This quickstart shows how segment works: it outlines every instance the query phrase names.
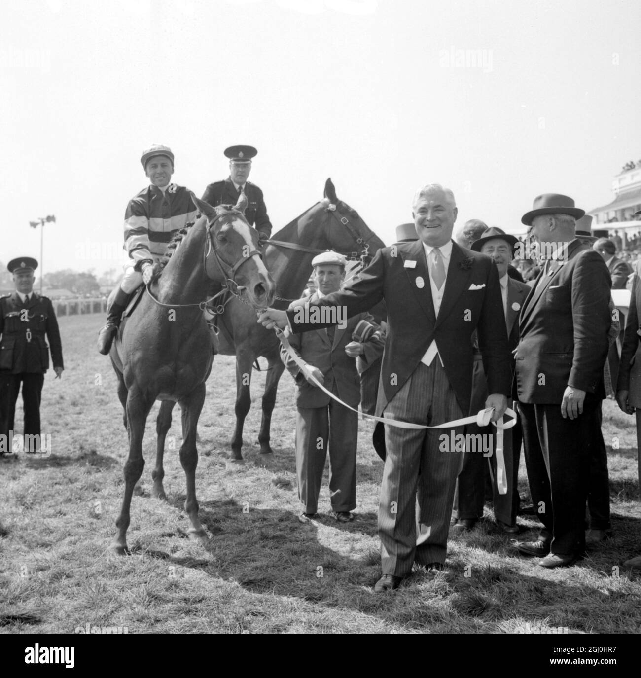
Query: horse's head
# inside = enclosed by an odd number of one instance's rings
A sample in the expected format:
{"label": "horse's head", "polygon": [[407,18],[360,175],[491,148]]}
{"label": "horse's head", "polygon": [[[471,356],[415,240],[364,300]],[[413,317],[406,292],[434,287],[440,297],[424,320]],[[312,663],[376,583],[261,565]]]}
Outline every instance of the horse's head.
{"label": "horse's head", "polygon": [[227,285],[233,294],[254,308],[269,306],[275,285],[258,251],[258,232],[237,209],[242,205],[212,207],[193,195],[191,197],[207,220],[205,271],[208,277]]}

**WHAT TO PRODUCE**
Transcribe the whole listing exactly. Pictures are excluded.

**REPLY TO THE TASK**
This quickstart shows how segment works: it outlines every instance the query phrase names.
Query: horse's head
# inside = enclosed by an odd number of one instance's rings
A sample in the expected format:
{"label": "horse's head", "polygon": [[407,18],[360,175],[491,148]]}
{"label": "horse's head", "polygon": [[[471,356],[415,240],[364,300]],[[413,317],[406,292],[434,287],[440,297],[424,320]],[[312,663],[376,583],[261,565]]]}
Outline every instance of the horse's head.
{"label": "horse's head", "polygon": [[227,285],[233,294],[254,308],[269,306],[275,285],[258,251],[258,232],[237,209],[242,205],[212,207],[193,195],[191,197],[207,220],[205,271],[208,277]]}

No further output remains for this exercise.